• [Supplied material]
[START]
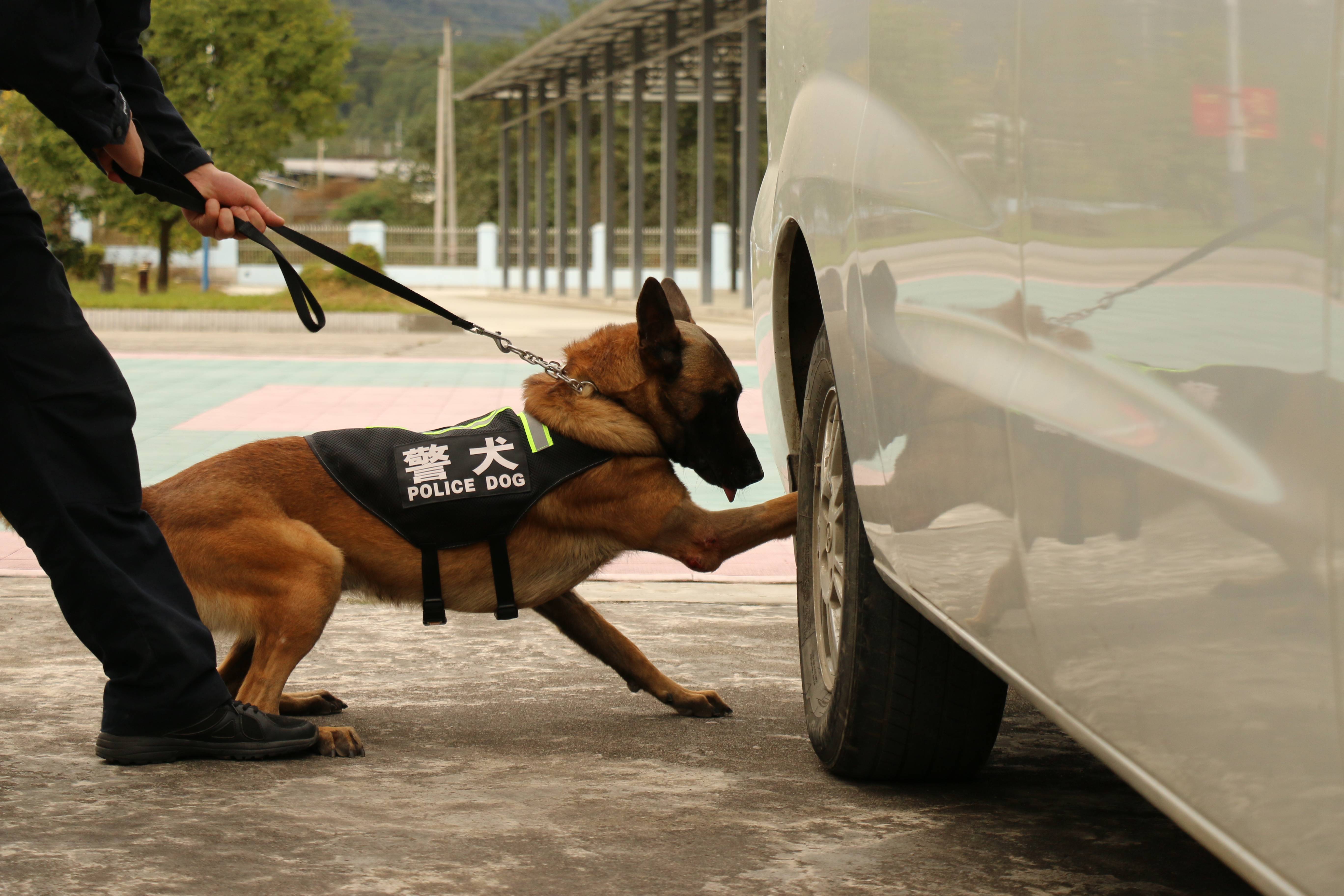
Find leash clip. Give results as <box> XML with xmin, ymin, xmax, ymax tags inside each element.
<box><xmin>468</xmin><ymin>325</ymin><xmax>597</xmax><ymax>398</ymax></box>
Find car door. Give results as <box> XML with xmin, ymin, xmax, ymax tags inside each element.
<box><xmin>1007</xmin><ymin>0</ymin><xmax>1344</xmax><ymax>892</ymax></box>
<box><xmin>855</xmin><ymin>0</ymin><xmax>1031</xmax><ymax>672</ymax></box>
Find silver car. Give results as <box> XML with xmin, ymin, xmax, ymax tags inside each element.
<box><xmin>751</xmin><ymin>0</ymin><xmax>1344</xmax><ymax>893</ymax></box>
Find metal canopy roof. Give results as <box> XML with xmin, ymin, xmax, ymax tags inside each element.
[END]
• [Exercise description]
Rewrite the items from the line containing "Find silver car." through the end of the items, changing "silver car" to "gray car" and leaving everything else as it is.

• [Output of the task]
Find gray car. Give results as <box> XML with xmin, ymin, xmax, ymax tags inside each element.
<box><xmin>751</xmin><ymin>0</ymin><xmax>1344</xmax><ymax>893</ymax></box>
Find metal canopy roof. Give results as <box> XML with xmin, ymin, xmax, ymax tags inside each element.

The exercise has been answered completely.